> [Material for the task]
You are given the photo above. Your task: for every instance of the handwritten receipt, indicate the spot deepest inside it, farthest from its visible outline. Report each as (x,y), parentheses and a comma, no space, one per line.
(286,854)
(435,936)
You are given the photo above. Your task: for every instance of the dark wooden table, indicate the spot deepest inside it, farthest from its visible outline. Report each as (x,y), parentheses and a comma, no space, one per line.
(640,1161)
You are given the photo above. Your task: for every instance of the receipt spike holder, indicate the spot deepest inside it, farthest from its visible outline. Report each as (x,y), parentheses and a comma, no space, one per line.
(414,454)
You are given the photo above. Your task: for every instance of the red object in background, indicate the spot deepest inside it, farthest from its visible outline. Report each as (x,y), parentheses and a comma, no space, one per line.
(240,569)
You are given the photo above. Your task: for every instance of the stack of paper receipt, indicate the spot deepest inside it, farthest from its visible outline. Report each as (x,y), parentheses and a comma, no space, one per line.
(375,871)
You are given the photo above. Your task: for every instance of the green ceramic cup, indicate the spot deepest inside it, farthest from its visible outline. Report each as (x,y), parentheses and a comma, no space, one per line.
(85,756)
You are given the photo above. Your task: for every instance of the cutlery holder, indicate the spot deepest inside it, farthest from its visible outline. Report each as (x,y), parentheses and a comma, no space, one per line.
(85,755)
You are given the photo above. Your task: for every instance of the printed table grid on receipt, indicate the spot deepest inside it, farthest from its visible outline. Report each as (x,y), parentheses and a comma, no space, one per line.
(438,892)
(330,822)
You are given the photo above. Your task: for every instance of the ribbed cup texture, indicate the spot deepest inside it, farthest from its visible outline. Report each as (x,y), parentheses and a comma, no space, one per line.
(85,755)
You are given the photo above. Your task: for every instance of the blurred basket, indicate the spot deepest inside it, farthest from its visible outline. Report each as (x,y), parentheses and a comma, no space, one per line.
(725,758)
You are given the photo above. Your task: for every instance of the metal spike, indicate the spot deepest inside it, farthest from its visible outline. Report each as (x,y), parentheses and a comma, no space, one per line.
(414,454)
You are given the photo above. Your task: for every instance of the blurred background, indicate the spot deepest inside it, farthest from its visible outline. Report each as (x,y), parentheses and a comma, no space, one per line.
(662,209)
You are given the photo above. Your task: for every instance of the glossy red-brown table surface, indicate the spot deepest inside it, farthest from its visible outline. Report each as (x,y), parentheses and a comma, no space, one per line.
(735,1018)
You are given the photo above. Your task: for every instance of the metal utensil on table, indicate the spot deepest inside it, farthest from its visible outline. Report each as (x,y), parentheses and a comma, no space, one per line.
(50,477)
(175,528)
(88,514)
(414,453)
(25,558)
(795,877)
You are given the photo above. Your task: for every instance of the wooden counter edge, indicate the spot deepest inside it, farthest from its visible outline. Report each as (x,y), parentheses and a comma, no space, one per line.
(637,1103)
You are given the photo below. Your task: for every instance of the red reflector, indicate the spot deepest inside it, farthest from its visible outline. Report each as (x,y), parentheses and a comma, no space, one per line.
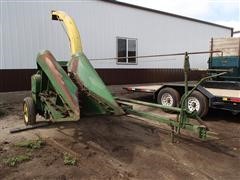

> [What you need to do] Turn all of the records above into a numbered list with one line per item. Leave out any blank lines and the pictures.

> [Full output]
1. You are given the photo above. Your task: for every instance of the handwritten receipt, indicate the spot deepest inside it, farthest from its visible outline. Report each as (x,y), parentheses and a comma, no space, one per line.
2. (286,854)
3. (435,936)
4. You are given the photo above. Your task: for every instance of the dark wooden table, indicate the spot deepest inside it, farthest from its visible outline. Report each as (x,y), parentheses and a comma, no space, one per line.
5. (640,1161)
6. You are given the photo above. Your task: for every instance of the receipt spike holder, indicate the spot deepest inside it, farthest from its visible outline. Report each as (x,y), parentheses and a comma, no space, one per line.
7. (414,454)
8. You are given the photo above. Your task: for every instance of the red object in background, indicate the spot deepest inside it, farthest from its visible outline. Report each as (x,y), parentheses and a comma, no space, one per line.
9. (240,569)
10. You are given the photo above. Your task: for every instance of the stack of paper receipt, indicate the spot deepest inside it, farthest from its visible outline. Report each as (x,y), parentheses and a comma, no space, one per line.
11. (375,871)
12. You are given the photo above. Your task: for every instance of the green ceramic cup, indicate the spot deepest inside it, farthest from its visible outline. Report each as (x,y), parentheses and a comma, no space, one per line.
13. (85,756)
14. You are given the photo above. Your task: for every instance of the cutlery holder, indicate the spot deepest inside it, farthest from its visible outline. Report each as (x,y), parentheses and a comma, no space, one per line.
15. (85,755)
16. You are given the photo above. Your task: for every instance of the printed table grid on receipt, indicate the spot deepest inside it, farthest from its visible outline. Report each as (x,y), parentheses and a comma, no space, one per line.
17. (438,892)
18. (330,822)
19. You are given the photo above. Your task: for every instance of the ribbed cup texture, indicate the spot deepest inside it, farthest from its visible outline. Report each as (x,y), parentheses and a comma, no space, one per line.
20. (85,755)
21. You are given the photo above. Your task: for every instance of the blurred basket, indicate the spot deepest inside it, farthest from its visible outline. Report each as (x,y), parentheses and a comma, no space, one per line.
22. (725,758)
23. You are given the photo above. Your task: for every instance of the metal spike, indicate the spot deepest inside it, farthest from its visible outline. Report each as (x,y), parentheses and a comma, no space, one per line.
24. (414,454)
25. You are given the photo above. Your task: for every instance of the blurred background, indicate the spot deepest inside it, farthest from its visible outline. Report each as (x,y), parentheses and a comma, no space, one per line.
26. (662,209)
27. You are given the photo above. Your task: for every instance of the glossy red-brown table surface, indicate the spot deepest inside it, farthest from its visible outline. Report each as (x,y), parentheses and a comma, no space, one per line.
28. (735,1018)
29. You are given the photo above. Your task: for every instance of the metal utensil on table, indicate the spot deepest inside it, farthest from its visible outline. Report each as (x,y), parentheses and a comma, no space, one per line.
30. (50,477)
31. (175,528)
32. (88,514)
33. (414,453)
34. (25,558)
35. (795,877)
36. You are given the photo above. Your task: for every instance of the wooden counter edge, indicate the spot deepest inside it, farthest from its visible outline. Report each as (x,y), parentheses and a comma, no space, one per line.
37. (637,1103)
38. You are given the photo below. Your task: for every instance of the red reflector, indicate the spot deepest inside it, farthest from its visible outline. Report each as (x,y), parentheses and a comma, no space, one per line.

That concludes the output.